INFORMATION SHOWN>
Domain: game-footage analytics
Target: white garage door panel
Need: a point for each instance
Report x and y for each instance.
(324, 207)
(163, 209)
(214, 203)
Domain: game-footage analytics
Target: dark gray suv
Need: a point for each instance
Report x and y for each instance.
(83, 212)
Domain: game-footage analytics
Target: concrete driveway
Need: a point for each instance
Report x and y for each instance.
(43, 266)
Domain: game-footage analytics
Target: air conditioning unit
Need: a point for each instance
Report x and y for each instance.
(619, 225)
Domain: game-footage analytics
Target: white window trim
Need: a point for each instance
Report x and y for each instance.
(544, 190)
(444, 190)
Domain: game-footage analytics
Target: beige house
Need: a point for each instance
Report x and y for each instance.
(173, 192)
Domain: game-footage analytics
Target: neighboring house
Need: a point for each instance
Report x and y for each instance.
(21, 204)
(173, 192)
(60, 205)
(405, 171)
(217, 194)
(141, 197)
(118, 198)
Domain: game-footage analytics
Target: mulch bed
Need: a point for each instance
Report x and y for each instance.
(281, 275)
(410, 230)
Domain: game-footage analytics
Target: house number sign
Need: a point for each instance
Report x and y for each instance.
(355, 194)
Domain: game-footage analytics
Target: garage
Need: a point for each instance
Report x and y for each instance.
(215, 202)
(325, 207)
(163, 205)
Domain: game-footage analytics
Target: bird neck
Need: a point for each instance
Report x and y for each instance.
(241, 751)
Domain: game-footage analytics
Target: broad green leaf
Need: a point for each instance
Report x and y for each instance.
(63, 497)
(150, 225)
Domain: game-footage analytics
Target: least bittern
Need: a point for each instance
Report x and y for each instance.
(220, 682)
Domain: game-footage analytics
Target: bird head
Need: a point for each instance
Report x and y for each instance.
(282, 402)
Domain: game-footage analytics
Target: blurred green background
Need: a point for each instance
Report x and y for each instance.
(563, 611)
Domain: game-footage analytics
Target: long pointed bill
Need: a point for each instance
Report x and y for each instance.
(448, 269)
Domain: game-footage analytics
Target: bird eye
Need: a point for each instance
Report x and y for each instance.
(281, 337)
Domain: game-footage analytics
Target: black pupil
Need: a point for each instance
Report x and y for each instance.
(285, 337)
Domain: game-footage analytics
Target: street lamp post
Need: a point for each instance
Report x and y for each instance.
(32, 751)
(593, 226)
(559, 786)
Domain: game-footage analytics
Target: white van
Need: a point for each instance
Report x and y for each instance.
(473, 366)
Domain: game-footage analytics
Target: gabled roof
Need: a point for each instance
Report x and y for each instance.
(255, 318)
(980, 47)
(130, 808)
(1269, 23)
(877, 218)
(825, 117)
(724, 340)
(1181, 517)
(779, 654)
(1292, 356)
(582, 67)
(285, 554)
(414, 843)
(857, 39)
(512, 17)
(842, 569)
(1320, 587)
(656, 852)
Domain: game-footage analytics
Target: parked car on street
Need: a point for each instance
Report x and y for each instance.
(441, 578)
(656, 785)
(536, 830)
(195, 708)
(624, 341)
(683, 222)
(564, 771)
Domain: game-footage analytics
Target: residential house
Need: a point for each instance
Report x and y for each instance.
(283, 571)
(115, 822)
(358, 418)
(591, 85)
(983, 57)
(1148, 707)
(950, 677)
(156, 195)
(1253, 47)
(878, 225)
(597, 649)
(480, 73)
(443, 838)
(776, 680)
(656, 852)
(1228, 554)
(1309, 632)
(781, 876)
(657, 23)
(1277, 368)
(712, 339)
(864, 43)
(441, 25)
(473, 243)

WHAT THE TASK ASKS> Return the listing above in its exact form.

EXPECTED ANSWER>
Domain: game-footage analytics
Target: white garage door panel
Need: a point for each instance
Report x and y for each instance.
(324, 207)
(163, 209)
(214, 203)
Domain: game-footage analytics
Target: dark gray suv
Need: a point for each instance
Report x and y for each instance.
(83, 212)
Domain: game-footage analytics
Target: concrete driveway
Need: a point for each instance
Report x and y for each instance.
(43, 266)
Domain: game-footage analytics
Target: air conditioning unit
Need: a point for each instance
Report x and y for each instance.
(619, 225)
Domain: game-footage analytics
Target: white window trim
Need: a point for each instance
Report x and y for each instance.
(544, 190)
(444, 190)
Domain: game-footage analytics
Target: beige house
Need: a point for each instance
Report x and y for each instance.
(173, 192)
Domain: game-footage analytics
Target: neighboring house
Need: a point for each instance
Report x and y for each instance.
(21, 204)
(173, 192)
(60, 205)
(405, 171)
(217, 194)
(141, 197)
(118, 198)
Domain: game-footage analytics
Target: mulch bed
Need: a point for each instance
Report x and y for each instance.
(281, 275)
(410, 230)
Domain: game-footage analytics
Target: house number sign
Need: a point for each instance
Report x and y for each instance.
(355, 194)
Domain: game-footage analytics
Target: garage
Need: a point for each instance
Report x and y for each instance.
(215, 202)
(325, 207)
(163, 205)
Domain: game-footage analytics
Target: bird neck
Need: a point for each instance
Report x and y for each instance.
(241, 751)
Domain: game-footage analytics
Target: broad green leaf
Need: a point for each instance
Report x and y for each instance.
(63, 497)
(150, 225)
Domain: game-footage analytics
Target: least bittern
Need: a point for each instance
Report x and y for each instance.
(220, 682)
Domain: game-footage analytics
Target: bird head
Need: a point for each instance
Report x and y for each instance.
(282, 402)
Domain: game-footage analytics
Target: blurred green background
Need: a point for each instance
Report x and y for each instance.
(563, 611)
Domain: game-footage analytics
Target: long pointed bill
Need: a point for each instance
Report x and y for each instance.
(448, 269)
Domain: game-footage analytics
Target: bird eye
Need: a point for each instance
Report x and y for each instance.
(281, 337)
Domain: game-footage analytics
Target: black pupil
Need: a point for each instance
Report x and y for each instance.
(285, 337)
Domain: game-footage analytics
Target: street lamp post
Need: a point for each instance
Report x and y for each instance.
(32, 751)
(593, 226)
(559, 786)
Domain: game-footage analytics
Target: white van
Need: a point for each instance
Report x and y for each instance.
(473, 366)
Domain: game-footage analytics
Target: gabled roof
Need: a point for each instance
Report x and y for each instance.
(255, 318)
(980, 47)
(130, 808)
(1269, 23)
(877, 218)
(825, 117)
(724, 340)
(1181, 517)
(779, 654)
(1292, 356)
(582, 67)
(285, 554)
(414, 843)
(857, 39)
(512, 17)
(842, 569)
(1320, 587)
(656, 852)
Domain: game-footage analytics
Target: parked car on street
Need: a point for each instance
Report x and y for each instance.
(441, 578)
(656, 785)
(536, 830)
(195, 708)
(624, 341)
(683, 222)
(564, 771)
Domain: game-footage analytics
Target: residential house
Need: a point for each instance
Report x and y for each instance.
(283, 571)
(115, 822)
(358, 418)
(591, 85)
(983, 57)
(1148, 707)
(950, 677)
(156, 195)
(1253, 47)
(878, 225)
(597, 649)
(480, 73)
(443, 838)
(776, 680)
(656, 852)
(1228, 554)
(1309, 632)
(781, 876)
(657, 23)
(1277, 368)
(712, 339)
(864, 43)
(441, 25)
(473, 243)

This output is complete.